Set the records down again in full, exactly as they are, apart from the images.

◆ **DATA EXTRACT**:
◆ ◆ ◆ ◆ ◆ ◆ ◆

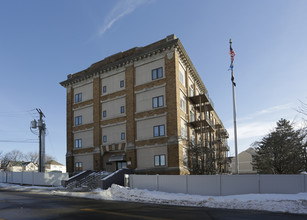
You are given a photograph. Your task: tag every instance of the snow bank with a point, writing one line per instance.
(291, 203)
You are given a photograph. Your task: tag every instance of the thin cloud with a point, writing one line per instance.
(121, 9)
(267, 111)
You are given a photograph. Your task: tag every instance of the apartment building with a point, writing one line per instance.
(146, 109)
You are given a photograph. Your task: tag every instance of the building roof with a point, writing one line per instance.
(53, 162)
(250, 151)
(19, 163)
(123, 58)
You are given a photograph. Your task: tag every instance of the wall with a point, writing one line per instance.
(86, 113)
(220, 185)
(86, 136)
(144, 127)
(33, 178)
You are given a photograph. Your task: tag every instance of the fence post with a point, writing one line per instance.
(221, 184)
(32, 178)
(131, 176)
(259, 184)
(187, 184)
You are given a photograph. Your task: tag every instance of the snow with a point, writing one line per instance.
(290, 203)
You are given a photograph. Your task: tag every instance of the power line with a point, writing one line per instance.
(25, 141)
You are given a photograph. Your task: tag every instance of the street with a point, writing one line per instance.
(29, 205)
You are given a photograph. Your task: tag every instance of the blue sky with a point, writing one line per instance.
(41, 42)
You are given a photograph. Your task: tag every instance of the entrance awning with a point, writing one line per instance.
(114, 158)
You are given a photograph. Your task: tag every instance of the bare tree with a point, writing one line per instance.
(14, 155)
(303, 108)
(32, 156)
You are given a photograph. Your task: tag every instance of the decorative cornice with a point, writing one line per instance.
(135, 54)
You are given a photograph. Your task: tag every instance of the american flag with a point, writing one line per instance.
(232, 54)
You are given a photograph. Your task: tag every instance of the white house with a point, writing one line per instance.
(245, 162)
(18, 166)
(54, 166)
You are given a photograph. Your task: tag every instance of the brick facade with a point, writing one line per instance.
(171, 51)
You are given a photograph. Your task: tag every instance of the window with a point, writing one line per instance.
(181, 77)
(157, 73)
(160, 160)
(182, 104)
(78, 97)
(121, 164)
(78, 143)
(159, 130)
(122, 136)
(157, 101)
(78, 120)
(192, 116)
(191, 91)
(78, 166)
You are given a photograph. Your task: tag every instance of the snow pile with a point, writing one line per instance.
(291, 203)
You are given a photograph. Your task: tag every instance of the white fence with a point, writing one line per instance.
(220, 185)
(33, 178)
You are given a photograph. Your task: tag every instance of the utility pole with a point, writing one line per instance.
(232, 54)
(40, 124)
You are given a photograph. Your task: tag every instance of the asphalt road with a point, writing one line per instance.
(26, 205)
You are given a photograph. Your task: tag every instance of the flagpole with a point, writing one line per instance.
(234, 112)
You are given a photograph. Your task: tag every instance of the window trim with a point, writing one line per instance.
(78, 120)
(159, 157)
(78, 97)
(122, 109)
(123, 136)
(78, 143)
(159, 130)
(160, 102)
(157, 73)
(78, 166)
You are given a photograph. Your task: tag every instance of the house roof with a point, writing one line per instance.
(19, 163)
(250, 151)
(137, 53)
(53, 162)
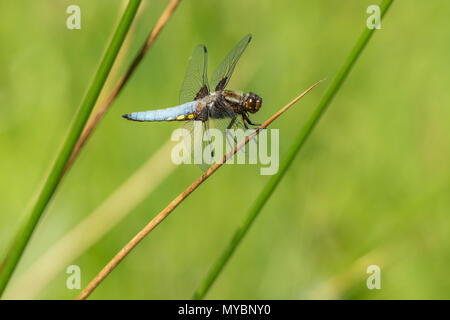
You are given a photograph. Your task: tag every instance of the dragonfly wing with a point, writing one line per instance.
(223, 73)
(195, 84)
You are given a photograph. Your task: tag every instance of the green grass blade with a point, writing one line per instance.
(23, 236)
(296, 147)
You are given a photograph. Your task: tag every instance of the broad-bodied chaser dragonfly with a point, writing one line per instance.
(200, 101)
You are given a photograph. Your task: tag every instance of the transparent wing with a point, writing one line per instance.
(195, 84)
(222, 74)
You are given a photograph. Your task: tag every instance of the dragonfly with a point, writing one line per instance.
(209, 102)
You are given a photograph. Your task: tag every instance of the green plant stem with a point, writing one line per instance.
(23, 236)
(296, 147)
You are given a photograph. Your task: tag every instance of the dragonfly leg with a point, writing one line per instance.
(233, 119)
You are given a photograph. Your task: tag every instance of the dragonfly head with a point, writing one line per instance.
(252, 102)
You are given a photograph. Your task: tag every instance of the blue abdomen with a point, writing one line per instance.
(181, 112)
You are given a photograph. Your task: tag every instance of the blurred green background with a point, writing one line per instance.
(370, 187)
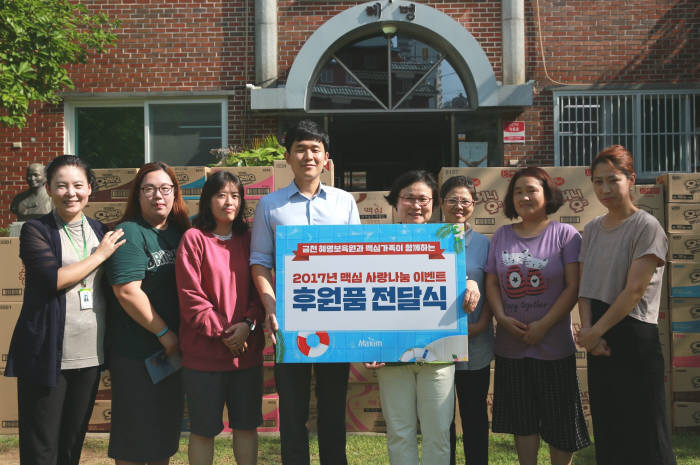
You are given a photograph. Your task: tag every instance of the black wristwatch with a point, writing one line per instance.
(250, 323)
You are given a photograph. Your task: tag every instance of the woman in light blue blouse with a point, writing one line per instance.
(472, 378)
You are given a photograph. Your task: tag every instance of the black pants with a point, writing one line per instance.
(293, 382)
(627, 395)
(53, 420)
(472, 390)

◆ ◆ ◆ ◆ ◆ ◆ ◆

◆ **ANSWER SPACE**:
You are given a photograph. Your task: tag every instance of the snow bank with a point, writing one line per instance.
(291, 203)
You are given a photograph. Your task: tag every instance of the thin cloud with a point, writing one line per instance.
(121, 9)
(267, 111)
You are given a photograph. Your task: tag every instance of the apartment building with a point, writing one line per instance.
(146, 109)
You are given a photograph. Your task: tag every instance of the building roof with a point, writing one line per instance.
(53, 162)
(250, 151)
(19, 163)
(123, 58)
You are given a photograph. Your task: tag every instance of the wall with a point, writing one line per instance.
(86, 113)
(220, 185)
(86, 136)
(144, 127)
(33, 178)
You are given a photograph. Your task: tag every instance of the fence post with a point, writing one line per instance.
(221, 184)
(32, 178)
(131, 176)
(259, 184)
(187, 184)
You are given a photograph. Your task: tag every instance of the snow with a point, writing one line per instance.
(290, 203)
You are given a photograph. Your task: tag every instance of the power line with a point, writing one line per instance.
(25, 141)
You are given a photograph. Your task: tag every instance of the street with a point, writing one line per instance.
(29, 205)
You are given a photograph. Your task: tag every instance of the blue sky with a point, writing one line per instance.
(41, 42)
You are given a photograph. Your task: tag every instance of the entrance awning with a point, writing one line per instance.
(114, 158)
You are given a photograph. Your task: tag every instance of the bare tree with a point, writing one line per instance.
(14, 155)
(303, 108)
(32, 156)
You are given a photograph. Your task: tag every instance of the decorative cornice with a point, writing one line per instance.
(135, 54)
You are given a photograph. Your task: tag every instance of the american flag with a point, writing one line per instance.
(232, 54)
You are given a photograph. Your task: tag every instance of the white house with a point, writing one line per instance.
(245, 162)
(18, 166)
(54, 166)
You are given a photograph. Your task: tag every instance of the brick facade with a point, writing one line per instance.
(171, 51)
You are given a photograph. Your task: tag every instance of the window with a point, writing one line per instance.
(181, 77)
(157, 73)
(160, 160)
(182, 104)
(78, 97)
(121, 164)
(78, 143)
(159, 130)
(122, 136)
(157, 101)
(78, 120)
(192, 116)
(191, 91)
(78, 166)
You are given a photograph. Your task: tag every instance of the snow pile with a point, writing one line per instance.
(291, 203)
You are given a photograph. Your task: tag every instance of the white fence with a point, writing one line per instance.
(220, 185)
(33, 178)
You are given a photograph. Your task: tag every instance of the utility pole with a point, writing one line per instance.
(232, 54)
(40, 124)
You are given a photograph. Your task: tag every instance of the asphalt road with a point, writing one line per instance.
(26, 205)
You are given a photograph. Your task: tag every instance of the flagpole with a point, writing one line per instance.
(234, 112)
You are given a photograph. Your task: tag every instance of the window trim with a point, writing one line per instance.
(78, 120)
(159, 157)
(78, 97)
(122, 109)
(123, 136)
(78, 143)
(159, 130)
(160, 102)
(157, 73)
(78, 166)
You are given a photograph. Your task: tag every instance of the house roof with a point, writing one line per instance.
(19, 163)
(250, 151)
(137, 53)
(53, 162)
You are given a photograph. Your task: tag every instance of the dragonfly wing with a point, writing one line per instance.
(223, 73)
(195, 84)
You are given a photograph. Your task: tag every instance of the green grass blade with a point, writing one line per instance.
(23, 236)
(296, 147)
You are given a photograph. Your task: tag every instance of the broad-bodied chaser dragonfly with a point, writing one line per instance.
(200, 101)
You are given a photograph. Your task: tag every instance of the transparent wing with a point, writing one line per instance.
(195, 84)
(222, 74)
You are given a photograph. Your task: tag every instance of the dragonfly with a point, writing one line per instance.
(209, 102)
You are given a photograph. Your task: tag every instance of the green plant stem with a point, writing one line per instance.
(23, 236)
(296, 147)
You are given a photograph. Your task: tag every instance of the dragonfly leg with a point, writing one line per instance.
(233, 119)
You are given a photograph. Your task: tag every instance of the dragonfly head with a point, writing one line per instance.
(252, 102)
You are given a photograph. Your task: tag every instance of the blue abdomen with a point, writing one line per instance.
(181, 112)
You are given a photograph. Your task: tag every instance of the blurred green background with a point, writing one line per instance.
(370, 187)
You are given a photograph. Your task: tag every instance of the black wristwatch with a point, writing one line per instance.
(250, 323)
You are given a photograph. Your task: tag every instance of the woman in light blue blouse with a point, writing one line per instance.
(472, 378)
You are given a photograph. Your task: tag every instance of the black pants with a point, writing one line per instance.
(293, 382)
(627, 395)
(53, 420)
(472, 390)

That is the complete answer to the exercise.